▼

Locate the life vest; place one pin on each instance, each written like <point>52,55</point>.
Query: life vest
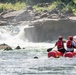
<point>69,44</point>
<point>60,44</point>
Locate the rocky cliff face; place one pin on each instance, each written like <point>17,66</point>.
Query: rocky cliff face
<point>50,30</point>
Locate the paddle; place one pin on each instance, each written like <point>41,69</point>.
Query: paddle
<point>48,50</point>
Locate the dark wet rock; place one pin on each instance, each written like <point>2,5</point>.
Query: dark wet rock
<point>35,57</point>
<point>44,15</point>
<point>18,47</point>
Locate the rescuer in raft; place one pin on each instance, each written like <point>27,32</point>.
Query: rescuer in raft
<point>70,44</point>
<point>60,45</point>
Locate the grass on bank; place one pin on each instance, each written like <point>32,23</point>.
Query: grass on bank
<point>10,6</point>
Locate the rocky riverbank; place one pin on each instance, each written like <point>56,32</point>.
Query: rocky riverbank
<point>43,26</point>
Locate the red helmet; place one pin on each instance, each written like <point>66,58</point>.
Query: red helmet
<point>60,37</point>
<point>70,37</point>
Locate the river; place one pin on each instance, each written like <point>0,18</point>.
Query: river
<point>22,62</point>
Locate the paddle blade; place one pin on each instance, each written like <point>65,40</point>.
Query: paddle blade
<point>48,50</point>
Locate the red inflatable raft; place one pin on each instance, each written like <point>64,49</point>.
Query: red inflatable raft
<point>57,54</point>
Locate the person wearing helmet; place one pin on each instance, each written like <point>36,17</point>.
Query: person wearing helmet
<point>60,44</point>
<point>70,44</point>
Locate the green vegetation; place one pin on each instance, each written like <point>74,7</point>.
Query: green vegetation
<point>10,6</point>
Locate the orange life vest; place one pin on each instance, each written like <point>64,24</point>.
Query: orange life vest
<point>60,44</point>
<point>69,44</point>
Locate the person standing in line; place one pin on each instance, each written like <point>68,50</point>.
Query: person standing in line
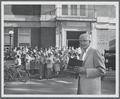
<point>93,68</point>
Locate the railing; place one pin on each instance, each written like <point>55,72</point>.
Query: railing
<point>57,12</point>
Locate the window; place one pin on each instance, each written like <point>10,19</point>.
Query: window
<point>64,9</point>
<point>73,9</point>
<point>83,10</point>
<point>24,36</point>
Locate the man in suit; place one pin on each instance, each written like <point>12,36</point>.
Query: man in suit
<point>92,69</point>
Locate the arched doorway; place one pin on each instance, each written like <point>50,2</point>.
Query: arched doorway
<point>73,38</point>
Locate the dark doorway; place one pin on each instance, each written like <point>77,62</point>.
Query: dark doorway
<point>73,38</point>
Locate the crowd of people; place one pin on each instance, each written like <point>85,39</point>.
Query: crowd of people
<point>48,61</point>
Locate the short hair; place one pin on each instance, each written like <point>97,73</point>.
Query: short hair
<point>87,35</point>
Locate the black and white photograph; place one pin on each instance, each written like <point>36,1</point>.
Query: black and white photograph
<point>59,49</point>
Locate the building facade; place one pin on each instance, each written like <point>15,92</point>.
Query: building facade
<point>58,25</point>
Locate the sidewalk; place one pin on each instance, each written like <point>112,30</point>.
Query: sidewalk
<point>53,86</point>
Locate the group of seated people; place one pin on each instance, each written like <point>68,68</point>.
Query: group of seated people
<point>48,61</point>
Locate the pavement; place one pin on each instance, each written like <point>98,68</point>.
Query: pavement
<point>58,86</point>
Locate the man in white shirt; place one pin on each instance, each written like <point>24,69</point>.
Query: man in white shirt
<point>92,69</point>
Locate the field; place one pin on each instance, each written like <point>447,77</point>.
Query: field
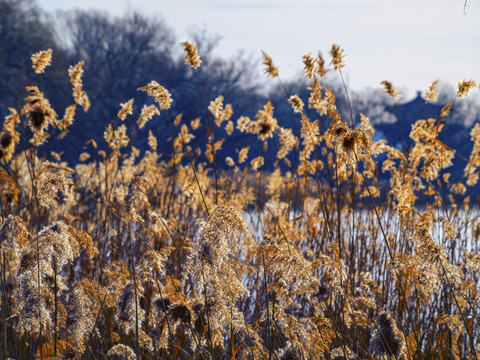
<point>139,255</point>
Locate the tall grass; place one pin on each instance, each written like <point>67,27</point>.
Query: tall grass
<point>143,255</point>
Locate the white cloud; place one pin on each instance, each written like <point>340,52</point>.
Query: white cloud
<point>409,42</point>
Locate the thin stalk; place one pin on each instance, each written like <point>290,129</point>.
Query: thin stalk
<point>348,97</point>
<point>137,343</point>
<point>94,325</point>
<point>56,307</point>
<point>390,253</point>
<point>194,173</point>
<point>465,323</point>
<point>208,316</point>
<point>4,307</point>
<point>269,337</point>
<point>210,130</point>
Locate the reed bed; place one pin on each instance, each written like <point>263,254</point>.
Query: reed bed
<point>142,255</point>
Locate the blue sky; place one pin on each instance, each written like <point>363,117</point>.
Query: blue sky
<point>409,42</point>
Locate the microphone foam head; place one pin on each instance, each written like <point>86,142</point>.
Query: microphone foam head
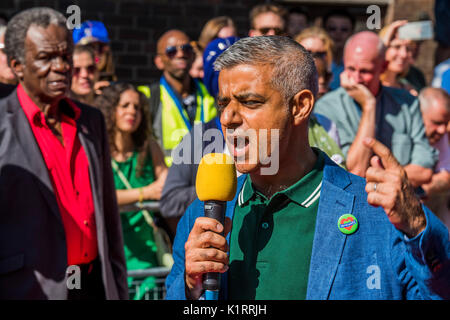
<point>216,178</point>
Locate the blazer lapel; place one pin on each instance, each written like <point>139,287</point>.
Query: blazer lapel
<point>32,153</point>
<point>88,144</point>
<point>329,242</point>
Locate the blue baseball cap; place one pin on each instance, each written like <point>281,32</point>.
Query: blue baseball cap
<point>90,31</point>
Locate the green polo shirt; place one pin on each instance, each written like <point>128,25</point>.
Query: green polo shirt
<point>271,239</point>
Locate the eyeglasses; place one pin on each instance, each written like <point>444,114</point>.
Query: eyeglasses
<point>318,54</point>
<point>277,31</point>
<point>89,69</point>
<point>171,51</point>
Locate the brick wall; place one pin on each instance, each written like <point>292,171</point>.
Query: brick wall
<point>135,25</point>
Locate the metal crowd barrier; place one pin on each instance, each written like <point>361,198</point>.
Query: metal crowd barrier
<point>160,273</point>
<point>158,292</point>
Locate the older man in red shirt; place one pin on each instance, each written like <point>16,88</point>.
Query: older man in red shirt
<point>57,197</point>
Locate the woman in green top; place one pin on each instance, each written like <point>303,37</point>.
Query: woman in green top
<point>138,158</point>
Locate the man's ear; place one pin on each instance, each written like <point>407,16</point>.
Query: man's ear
<point>302,106</point>
<point>158,62</point>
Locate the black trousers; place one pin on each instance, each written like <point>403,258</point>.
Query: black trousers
<point>91,283</point>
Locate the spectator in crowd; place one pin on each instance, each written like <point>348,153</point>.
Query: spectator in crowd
<point>179,189</point>
<point>94,34</point>
<point>6,74</point>
<point>8,80</point>
<point>442,31</point>
<point>340,25</point>
<point>270,255</point>
<point>219,27</point>
<point>446,81</point>
<point>435,107</point>
<point>438,71</point>
<point>317,42</point>
<point>196,71</point>
<point>267,20</point>
<point>84,75</point>
<point>56,155</point>
<point>399,58</point>
<point>363,108</point>
<point>139,172</point>
<point>298,20</point>
<point>177,101</point>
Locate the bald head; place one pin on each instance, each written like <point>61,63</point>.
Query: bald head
<point>170,35</point>
<point>364,60</point>
<point>365,43</point>
<point>435,107</point>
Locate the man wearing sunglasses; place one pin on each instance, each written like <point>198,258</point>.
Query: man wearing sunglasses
<point>268,20</point>
<point>177,101</point>
<point>84,75</point>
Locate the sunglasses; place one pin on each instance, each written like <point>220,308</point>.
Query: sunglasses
<point>171,51</point>
<point>318,54</point>
<point>89,69</point>
<point>277,31</point>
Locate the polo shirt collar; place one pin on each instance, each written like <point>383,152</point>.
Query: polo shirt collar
<point>305,200</point>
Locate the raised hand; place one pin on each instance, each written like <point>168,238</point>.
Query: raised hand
<point>388,186</point>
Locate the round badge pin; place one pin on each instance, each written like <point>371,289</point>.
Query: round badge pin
<point>347,223</point>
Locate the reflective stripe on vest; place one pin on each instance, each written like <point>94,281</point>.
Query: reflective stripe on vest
<point>174,126</point>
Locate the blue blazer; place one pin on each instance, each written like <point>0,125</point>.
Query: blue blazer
<point>376,262</point>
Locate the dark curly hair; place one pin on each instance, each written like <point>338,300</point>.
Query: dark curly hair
<point>108,101</point>
<point>18,26</point>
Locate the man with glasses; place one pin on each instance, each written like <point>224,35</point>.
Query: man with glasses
<point>177,101</point>
<point>267,20</point>
<point>84,75</point>
<point>340,25</point>
<point>362,107</point>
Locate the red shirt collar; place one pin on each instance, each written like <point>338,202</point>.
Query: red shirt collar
<point>35,115</point>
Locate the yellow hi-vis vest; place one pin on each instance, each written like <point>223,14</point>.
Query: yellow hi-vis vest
<point>174,125</point>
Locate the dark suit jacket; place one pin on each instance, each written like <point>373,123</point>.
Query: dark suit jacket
<point>33,254</point>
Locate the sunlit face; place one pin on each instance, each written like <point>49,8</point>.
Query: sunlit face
<point>364,68</point>
<point>399,55</point>
<point>197,68</point>
<point>128,112</point>
<point>84,73</point>
<point>227,31</point>
<point>46,73</point>
<point>436,119</point>
<point>340,29</point>
<point>267,24</point>
<point>248,103</point>
<point>176,66</point>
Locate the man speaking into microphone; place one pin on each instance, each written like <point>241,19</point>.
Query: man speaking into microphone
<point>311,230</point>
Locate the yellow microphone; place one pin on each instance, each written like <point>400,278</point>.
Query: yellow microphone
<point>215,184</point>
<point>216,178</point>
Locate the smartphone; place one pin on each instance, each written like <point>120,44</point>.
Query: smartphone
<point>419,30</point>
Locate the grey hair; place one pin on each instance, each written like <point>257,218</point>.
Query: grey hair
<point>18,26</point>
<point>381,48</point>
<point>293,67</point>
<point>428,95</point>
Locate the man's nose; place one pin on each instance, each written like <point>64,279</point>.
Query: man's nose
<point>230,117</point>
<point>60,64</point>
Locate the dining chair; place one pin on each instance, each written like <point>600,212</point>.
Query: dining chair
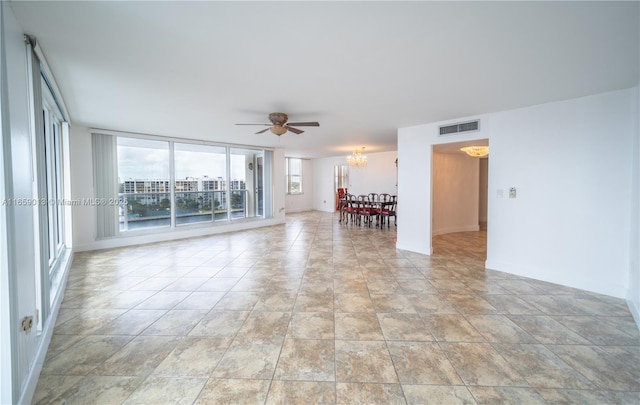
<point>371,209</point>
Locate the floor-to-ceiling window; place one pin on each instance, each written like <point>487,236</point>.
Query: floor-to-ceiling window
<point>51,139</point>
<point>169,183</point>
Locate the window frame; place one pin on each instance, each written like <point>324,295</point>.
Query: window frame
<point>289,176</point>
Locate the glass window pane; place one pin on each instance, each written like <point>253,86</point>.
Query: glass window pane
<point>246,183</point>
<point>143,178</point>
<point>200,183</point>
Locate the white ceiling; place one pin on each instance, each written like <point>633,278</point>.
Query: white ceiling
<point>362,69</point>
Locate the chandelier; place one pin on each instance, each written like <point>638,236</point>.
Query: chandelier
<point>476,151</point>
<point>357,159</point>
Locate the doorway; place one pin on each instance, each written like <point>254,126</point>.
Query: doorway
<point>459,194</point>
<point>340,181</point>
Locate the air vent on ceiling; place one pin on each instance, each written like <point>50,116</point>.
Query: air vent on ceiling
<point>461,127</point>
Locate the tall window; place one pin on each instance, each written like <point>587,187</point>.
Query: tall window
<point>143,177</point>
<point>166,183</point>
<point>294,175</point>
<point>53,177</point>
<point>200,183</point>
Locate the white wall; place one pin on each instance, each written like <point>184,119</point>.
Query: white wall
<point>21,353</point>
<point>455,191</point>
<point>633,298</point>
<point>379,176</point>
<point>304,201</point>
<point>484,188</point>
<point>84,217</point>
<point>571,164</point>
<point>22,279</point>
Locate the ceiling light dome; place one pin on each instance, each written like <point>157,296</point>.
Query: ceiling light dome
<point>476,151</point>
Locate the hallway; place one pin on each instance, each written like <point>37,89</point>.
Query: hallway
<point>322,312</point>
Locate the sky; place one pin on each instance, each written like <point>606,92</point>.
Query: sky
<point>145,159</point>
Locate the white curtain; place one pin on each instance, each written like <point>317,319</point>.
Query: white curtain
<point>105,180</point>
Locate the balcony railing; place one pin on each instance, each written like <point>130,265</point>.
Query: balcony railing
<point>146,210</point>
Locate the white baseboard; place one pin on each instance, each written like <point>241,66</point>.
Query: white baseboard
<point>175,234</point>
<point>469,228</point>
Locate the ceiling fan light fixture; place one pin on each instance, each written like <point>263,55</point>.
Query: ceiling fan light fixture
<point>357,159</point>
<point>278,130</point>
<point>476,151</point>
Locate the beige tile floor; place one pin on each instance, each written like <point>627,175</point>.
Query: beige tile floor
<point>316,312</point>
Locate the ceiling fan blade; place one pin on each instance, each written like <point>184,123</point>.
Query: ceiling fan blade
<point>295,130</point>
<point>304,124</point>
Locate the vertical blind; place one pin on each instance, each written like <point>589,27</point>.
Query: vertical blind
<point>105,184</point>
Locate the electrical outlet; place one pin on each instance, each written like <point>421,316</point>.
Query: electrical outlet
<point>27,323</point>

▲

=== What to do ===
Once you find the line with "Query: blue blazer" in the entries above, output it and each line after it up to and including the line with "Locate the man with", and nothing else.

=== Task solution ===
Query: blue blazer
<point>376,262</point>
Locate the dark curly hair; place one pin on each instance, each written like <point>338,300</point>.
Query: dark curly hair
<point>108,101</point>
<point>18,26</point>
Locate the man with glasses; place one pin on each instance, each written like <point>224,35</point>.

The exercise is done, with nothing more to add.